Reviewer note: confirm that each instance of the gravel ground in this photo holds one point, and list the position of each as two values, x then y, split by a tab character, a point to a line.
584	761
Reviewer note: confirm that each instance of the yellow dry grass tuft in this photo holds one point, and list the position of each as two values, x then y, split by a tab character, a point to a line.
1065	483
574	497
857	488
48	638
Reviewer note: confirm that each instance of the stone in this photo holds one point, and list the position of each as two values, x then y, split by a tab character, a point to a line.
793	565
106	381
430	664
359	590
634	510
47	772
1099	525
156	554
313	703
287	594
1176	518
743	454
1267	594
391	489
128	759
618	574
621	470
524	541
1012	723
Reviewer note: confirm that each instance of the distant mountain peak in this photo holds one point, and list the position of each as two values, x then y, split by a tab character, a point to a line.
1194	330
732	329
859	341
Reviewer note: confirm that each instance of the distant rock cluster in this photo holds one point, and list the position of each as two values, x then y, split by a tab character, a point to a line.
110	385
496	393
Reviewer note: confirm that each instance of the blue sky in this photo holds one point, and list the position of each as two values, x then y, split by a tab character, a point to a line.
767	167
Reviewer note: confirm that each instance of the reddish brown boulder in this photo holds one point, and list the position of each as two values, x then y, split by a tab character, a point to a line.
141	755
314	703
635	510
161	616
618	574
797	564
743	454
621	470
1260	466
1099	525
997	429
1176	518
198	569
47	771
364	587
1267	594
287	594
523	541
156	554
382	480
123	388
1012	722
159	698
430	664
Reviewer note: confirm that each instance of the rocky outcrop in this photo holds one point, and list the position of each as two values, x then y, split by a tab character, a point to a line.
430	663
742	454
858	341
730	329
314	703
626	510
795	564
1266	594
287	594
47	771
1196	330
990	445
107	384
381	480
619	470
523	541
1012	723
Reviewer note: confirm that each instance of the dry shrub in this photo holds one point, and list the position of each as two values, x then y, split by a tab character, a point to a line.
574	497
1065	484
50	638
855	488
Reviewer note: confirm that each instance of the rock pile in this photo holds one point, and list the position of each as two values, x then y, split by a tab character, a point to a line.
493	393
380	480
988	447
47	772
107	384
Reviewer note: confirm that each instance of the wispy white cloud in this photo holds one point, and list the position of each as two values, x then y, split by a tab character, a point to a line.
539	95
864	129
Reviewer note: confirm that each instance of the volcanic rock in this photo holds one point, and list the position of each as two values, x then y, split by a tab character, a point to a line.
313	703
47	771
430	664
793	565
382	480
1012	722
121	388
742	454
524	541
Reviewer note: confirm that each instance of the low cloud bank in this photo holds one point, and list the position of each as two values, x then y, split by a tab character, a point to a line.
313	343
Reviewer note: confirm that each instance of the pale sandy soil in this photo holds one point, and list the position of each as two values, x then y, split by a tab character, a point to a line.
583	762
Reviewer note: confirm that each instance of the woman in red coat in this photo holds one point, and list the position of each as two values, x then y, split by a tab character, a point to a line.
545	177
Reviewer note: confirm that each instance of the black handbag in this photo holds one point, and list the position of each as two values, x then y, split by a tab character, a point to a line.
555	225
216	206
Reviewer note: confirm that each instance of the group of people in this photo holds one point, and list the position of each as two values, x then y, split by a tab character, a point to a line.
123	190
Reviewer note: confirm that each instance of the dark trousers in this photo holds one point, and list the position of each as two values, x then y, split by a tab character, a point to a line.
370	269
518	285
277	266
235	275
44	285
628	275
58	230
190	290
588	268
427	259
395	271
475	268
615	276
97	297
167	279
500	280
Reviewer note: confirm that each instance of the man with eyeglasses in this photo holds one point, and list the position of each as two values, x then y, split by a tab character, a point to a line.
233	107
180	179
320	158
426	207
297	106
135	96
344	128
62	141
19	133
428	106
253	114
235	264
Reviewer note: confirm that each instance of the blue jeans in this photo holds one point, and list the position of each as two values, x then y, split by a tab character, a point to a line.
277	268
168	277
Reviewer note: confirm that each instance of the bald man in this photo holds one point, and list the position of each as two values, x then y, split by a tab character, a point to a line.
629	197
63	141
■ ■ ■ ■
- ASSIGNMENT: All of the material is to be duplicated exactly.

- ANSWER TO THE EXERCISE:
Reviewer note: confirm that each instance of the gravel ground in this photo holds one point, and list the position of each as two values, x then y, split by a tab character, a point to a line.
584	761
Reviewer note: confirm that each instance of the yellow dry grass tuft in this photo holds one point, and list the position of each as two values, x then y, split by a tab character, a point to a line.
1065	483
574	497
857	488
48	638
Reviewer note: confirm that each instance of the stone in this photo holds one point, and list the position of each as two values, x then y, split by a tab character, a point to a line.
793	565
106	381
430	664
359	590
634	510
47	772
1099	525
156	554
313	703
287	594
1176	518
743	454
1267	594
391	489
128	759
618	574
621	470
524	541
1012	723
Reviewer note: confirm that each instance of the distant mountain peak in this photo holds one point, and list the position of each as two values, x then y, split by a tab character, a point to a line.
1194	330
732	329
859	341
Reviewer note: confirm that each instance of the distant rock cluster in this photo holds one point, and list the position of each as two values, x then y, split by a tab character, a point to a line.
110	385
496	393
Reviewer note: confirm that each instance of the blue sky in this photo holds one point, and list the position of each as two values, x then y, split by a tab character, a point to a line.
767	167
Reviewer note: confirm that each instance of the reddish brown boulder in this photo holds one point, and list the position of each as two values, x then y, split by a tab character, a point to a line.
141	755
314	703
635	510
161	616
618	574
797	564
743	454
621	470
1260	466
1099	525
997	429
1176	518
198	569
47	771
364	587
1267	594
287	594
523	541
156	554
382	480
123	388
1012	722
159	698
430	664
Reviewer note: confirm that each instance of the rocky outcrop in this photo holds one point, and list the position of each as two values, x then y, split by a tab character, a point to a line.
430	663
742	454
858	341
730	329
314	703
626	510
795	564
1266	594
287	594
47	771
1196	330
990	445
107	384
381	480
619	470
523	541
1012	723
Reviewer note: confirm that each instance of the dry shrub in this photo holds one point, and list the position of each as two values, x then y, split by a tab character, a point to a line.
574	497
1065	484
50	638
855	488
Reviewer note: confirm that each instance of the rock pile in this photo holds one point, and list the position of each as two values, x then y, split by a tab character, a point to a line.
493	393
380	480
988	447
47	772
107	384
Reviewer note: confirm that each instance of the wispy white cloud in this photo holds one point, and list the position of each as two values, x then y, split by a tab character, a point to a line.
539	95
864	129
Reviewer note: confirm that each instance of the volcanic rock in this photo holds one point, and list the position of each as two values, x then y, split by a tab character, a point to a line.
313	703
47	771
430	664
793	565
382	480
1012	722
121	388
742	454
524	541
Reviewer note: confirm that each instance of the low cloud bank in this photo holds one point, and list the position of each as two values, x then y, split by a tab character, a point to a line.
313	343
Reviewer note: confirm that each instance of the pale sandy soil in this photo holds one point, and list the position of each as two values, x then y, split by a tab character, a point to a line.
583	762
Reviewer note: confirm that each instance of the woman in red coat in this photo holds one point, and list the position of each as two values, x then y, split by a tab character, a point to a line.
545	177
Reviewer note: confirm that each instance of the black handbag in this photo holds one point, and list the position of each as two values, x then y, split by a tab character, a point to a line.
555	225
216	206
Reviewer note: confirm that each instance of the group of people in this photo holds one point, and list the position of each as two values, x then y, split by a tab character, a point to a line.
123	190
Reviewer note: confirm that each instance of the dark trousers in this photo holds one point, and list the position of each as two values, x then y, split by a tab character, a point to a line.
370	269
518	285
277	266
235	275
44	285
628	275
58	230
190	290
588	268
427	259
395	271
475	268
615	276
97	297
167	279
500	280
Reviewer note: confirm that each instance of the man with eyeglasses in this photo holds one point, and list the position of each as two values, x then y, split by a tab character, a point to a line.
233	107
180	179
320	158
426	207
297	106
135	96
344	128
62	141
19	133
428	106
253	114
235	264
Reviewer note: confirm that each instance of the blue jeans in this photo holds one point, and list the position of each as two values, x then y, split by a tab character, a point to a line.
277	268
168	277
Reviewer note: confirm that each instance of the bald man in this photo holds one point, and list the position of each as two values, x then y, split by a tab character, a point to a line.
629	197
63	141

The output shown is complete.